(Entries for locating named things)
- - -

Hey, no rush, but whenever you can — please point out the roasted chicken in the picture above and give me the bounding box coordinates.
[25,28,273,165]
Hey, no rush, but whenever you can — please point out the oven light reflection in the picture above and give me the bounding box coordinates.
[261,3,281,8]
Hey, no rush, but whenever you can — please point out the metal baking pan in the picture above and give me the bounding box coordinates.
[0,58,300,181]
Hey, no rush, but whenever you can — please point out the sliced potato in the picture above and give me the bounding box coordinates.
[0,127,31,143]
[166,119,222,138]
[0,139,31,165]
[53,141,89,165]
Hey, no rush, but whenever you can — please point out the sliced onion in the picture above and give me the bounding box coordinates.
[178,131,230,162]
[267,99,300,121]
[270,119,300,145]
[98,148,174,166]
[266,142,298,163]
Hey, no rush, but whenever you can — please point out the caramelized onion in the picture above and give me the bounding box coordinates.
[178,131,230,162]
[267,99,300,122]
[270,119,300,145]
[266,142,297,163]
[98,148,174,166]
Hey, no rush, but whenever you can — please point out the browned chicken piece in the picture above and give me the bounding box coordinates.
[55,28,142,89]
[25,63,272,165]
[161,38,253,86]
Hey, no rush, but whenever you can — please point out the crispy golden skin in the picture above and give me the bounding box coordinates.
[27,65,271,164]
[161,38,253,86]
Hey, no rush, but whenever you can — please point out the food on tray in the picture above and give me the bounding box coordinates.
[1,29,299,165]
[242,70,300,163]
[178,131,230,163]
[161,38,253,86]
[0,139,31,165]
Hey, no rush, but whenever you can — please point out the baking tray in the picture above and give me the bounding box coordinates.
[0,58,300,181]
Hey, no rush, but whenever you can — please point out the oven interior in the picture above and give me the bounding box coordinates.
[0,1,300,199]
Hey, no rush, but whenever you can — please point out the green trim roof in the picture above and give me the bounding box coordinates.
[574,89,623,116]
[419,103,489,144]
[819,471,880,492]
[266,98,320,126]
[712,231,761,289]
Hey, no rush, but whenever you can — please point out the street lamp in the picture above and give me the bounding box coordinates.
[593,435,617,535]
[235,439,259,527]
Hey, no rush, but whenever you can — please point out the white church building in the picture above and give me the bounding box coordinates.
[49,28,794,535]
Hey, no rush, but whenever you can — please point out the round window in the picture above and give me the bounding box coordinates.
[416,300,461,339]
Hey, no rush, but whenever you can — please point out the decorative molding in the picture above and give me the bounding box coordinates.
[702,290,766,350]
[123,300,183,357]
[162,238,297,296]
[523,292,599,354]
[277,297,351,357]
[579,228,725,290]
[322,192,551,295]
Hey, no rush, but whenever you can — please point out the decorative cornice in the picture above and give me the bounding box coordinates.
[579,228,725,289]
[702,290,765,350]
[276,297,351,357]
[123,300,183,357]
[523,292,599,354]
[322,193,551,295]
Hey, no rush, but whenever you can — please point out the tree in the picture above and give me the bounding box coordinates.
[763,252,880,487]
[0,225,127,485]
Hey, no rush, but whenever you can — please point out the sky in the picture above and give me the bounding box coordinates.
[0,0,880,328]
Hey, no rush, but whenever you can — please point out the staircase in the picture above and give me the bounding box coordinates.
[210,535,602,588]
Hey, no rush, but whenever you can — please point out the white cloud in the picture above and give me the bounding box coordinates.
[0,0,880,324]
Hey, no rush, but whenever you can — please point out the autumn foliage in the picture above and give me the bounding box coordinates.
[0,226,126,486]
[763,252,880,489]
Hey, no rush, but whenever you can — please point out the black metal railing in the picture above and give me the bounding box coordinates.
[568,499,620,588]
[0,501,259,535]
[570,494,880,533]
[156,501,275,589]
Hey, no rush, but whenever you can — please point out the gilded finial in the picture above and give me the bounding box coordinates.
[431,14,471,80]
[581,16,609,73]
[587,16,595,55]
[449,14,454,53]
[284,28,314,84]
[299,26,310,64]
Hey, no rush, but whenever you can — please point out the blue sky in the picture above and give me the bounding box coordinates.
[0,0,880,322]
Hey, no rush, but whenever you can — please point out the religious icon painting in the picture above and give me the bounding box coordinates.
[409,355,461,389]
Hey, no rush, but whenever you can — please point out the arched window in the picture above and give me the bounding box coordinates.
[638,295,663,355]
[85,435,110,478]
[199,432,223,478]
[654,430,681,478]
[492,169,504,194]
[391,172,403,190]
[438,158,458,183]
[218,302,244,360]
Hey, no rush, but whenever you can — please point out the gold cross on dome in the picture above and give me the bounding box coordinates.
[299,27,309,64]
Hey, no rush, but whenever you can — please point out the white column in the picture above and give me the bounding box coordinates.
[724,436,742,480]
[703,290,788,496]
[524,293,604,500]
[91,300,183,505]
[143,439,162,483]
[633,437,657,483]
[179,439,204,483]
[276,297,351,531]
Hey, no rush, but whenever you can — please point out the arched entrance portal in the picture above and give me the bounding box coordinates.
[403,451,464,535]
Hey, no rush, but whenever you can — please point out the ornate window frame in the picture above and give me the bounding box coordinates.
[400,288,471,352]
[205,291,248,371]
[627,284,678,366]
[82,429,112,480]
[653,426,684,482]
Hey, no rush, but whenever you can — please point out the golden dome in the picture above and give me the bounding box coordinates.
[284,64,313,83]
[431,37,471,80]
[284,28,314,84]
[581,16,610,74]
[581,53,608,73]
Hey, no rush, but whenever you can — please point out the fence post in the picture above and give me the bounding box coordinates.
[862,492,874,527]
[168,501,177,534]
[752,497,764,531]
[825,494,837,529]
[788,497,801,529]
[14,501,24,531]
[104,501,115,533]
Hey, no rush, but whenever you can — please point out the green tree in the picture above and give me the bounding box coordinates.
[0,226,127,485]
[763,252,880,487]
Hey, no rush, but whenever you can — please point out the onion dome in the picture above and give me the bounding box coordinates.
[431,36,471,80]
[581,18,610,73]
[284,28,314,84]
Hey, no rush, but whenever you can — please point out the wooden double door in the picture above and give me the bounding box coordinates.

- - -

## Brief
Can you copy out, word for word, the lines above, starting at the first one and ending at the line that contains "[53,141,89,165]", with both of those lines included?

## Response for this exercise
Hey, no rush, but whenever you can — please point out the roasted chicken in the picture above and give me the bounding box coordinates.
[25,28,273,165]
Hey, no rush, but whenever you can — please point out the oven light reflection in the picture above and give me the bounding box coordinates.
[261,3,281,8]
Hey, no rush, but whenever you can — please point out the metal baking pan in the picture above and give me the bounding box coordinates.
[0,58,300,181]
Hey, no rush, but whenever you can — please point out the sliced potato in the picture above and give me the bounding box coordinates.
[0,127,31,143]
[166,119,222,138]
[0,139,31,165]
[53,141,89,165]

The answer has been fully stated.